Data supplied:
□ □ □ □ □
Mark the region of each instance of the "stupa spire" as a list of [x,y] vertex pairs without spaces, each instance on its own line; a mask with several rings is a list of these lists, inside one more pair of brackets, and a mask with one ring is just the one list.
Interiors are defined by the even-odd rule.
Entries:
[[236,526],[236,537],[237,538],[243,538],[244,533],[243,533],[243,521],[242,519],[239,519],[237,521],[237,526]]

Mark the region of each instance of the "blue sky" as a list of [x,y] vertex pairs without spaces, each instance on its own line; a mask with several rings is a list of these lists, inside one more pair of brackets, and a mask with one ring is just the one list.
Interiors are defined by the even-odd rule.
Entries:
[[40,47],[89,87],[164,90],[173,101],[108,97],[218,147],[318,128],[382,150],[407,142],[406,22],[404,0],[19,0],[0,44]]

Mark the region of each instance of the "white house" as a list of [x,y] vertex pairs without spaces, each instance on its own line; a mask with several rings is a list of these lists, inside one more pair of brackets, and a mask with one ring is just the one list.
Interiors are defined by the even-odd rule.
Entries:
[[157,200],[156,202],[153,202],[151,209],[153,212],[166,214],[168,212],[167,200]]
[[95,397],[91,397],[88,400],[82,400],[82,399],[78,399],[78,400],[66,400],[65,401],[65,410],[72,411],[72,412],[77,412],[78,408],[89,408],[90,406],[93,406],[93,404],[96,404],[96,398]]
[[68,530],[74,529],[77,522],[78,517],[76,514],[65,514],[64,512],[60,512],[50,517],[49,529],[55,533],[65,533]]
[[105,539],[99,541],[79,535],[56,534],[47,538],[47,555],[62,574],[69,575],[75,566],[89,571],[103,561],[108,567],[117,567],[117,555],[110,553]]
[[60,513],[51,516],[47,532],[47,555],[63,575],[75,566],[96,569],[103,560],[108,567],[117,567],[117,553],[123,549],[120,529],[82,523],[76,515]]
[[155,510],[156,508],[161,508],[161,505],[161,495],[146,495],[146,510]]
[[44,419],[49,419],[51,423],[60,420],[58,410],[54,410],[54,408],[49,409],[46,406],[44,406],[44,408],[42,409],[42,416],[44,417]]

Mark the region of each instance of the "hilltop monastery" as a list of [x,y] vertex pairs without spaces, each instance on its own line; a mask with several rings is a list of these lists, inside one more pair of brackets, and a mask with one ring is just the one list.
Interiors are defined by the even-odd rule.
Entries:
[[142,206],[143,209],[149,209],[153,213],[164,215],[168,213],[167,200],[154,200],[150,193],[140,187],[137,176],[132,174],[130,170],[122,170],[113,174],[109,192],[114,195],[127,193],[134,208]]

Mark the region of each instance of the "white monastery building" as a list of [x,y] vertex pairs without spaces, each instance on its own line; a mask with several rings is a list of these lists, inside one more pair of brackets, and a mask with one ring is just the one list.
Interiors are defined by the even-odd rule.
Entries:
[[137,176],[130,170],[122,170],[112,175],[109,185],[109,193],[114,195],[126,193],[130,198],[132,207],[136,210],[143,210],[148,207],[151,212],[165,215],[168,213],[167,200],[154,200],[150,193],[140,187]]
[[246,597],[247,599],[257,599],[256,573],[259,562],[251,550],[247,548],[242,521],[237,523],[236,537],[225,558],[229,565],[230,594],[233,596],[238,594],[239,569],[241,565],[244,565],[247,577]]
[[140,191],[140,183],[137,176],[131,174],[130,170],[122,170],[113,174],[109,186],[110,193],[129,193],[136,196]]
□ □ □ □ □
Exercise goal:
Pull every line containing "these" out of the entries.

Completed task:
Mark the region of each instance of the "stupa spire" as a list of [x,y] vertex pairs without spaces, each instance on its own line; a mask with several rings is a list of these lists, inside one more pair of brackets, and a mask with one ring is just the one list.
Mark the region of each instance of the "blue sky" as a list of [x,y] vertex pairs without spaces, each instance on its own line; a mask with several rings is a list of these lists, inside one more pair of brackets, and a mask with one ring is just the one list.
Mark the region of each instance of the "white house" as a list of [x,y] vertex pairs without spaces, each instance on its own line; a mask with several rings is a list of these lists, inside one more pair of brackets, and a mask with one ring is just the one list.
Mark the region of each instance of the "hilltop monastery" as a list of [x,y] vertex pairs without spaces, each instance on its own line; a mask with several rings is a list of these lists, inside one more pair of brackets, and a mask with one ring is just the one list.
Mark the region of each instance of the "white monastery building" as a list of [x,y] vertex pairs without spaces, each instance on its own line; a mask with several rings is a list of these lists, inside one more pair of brackets, and a mask with one ring is just the one list.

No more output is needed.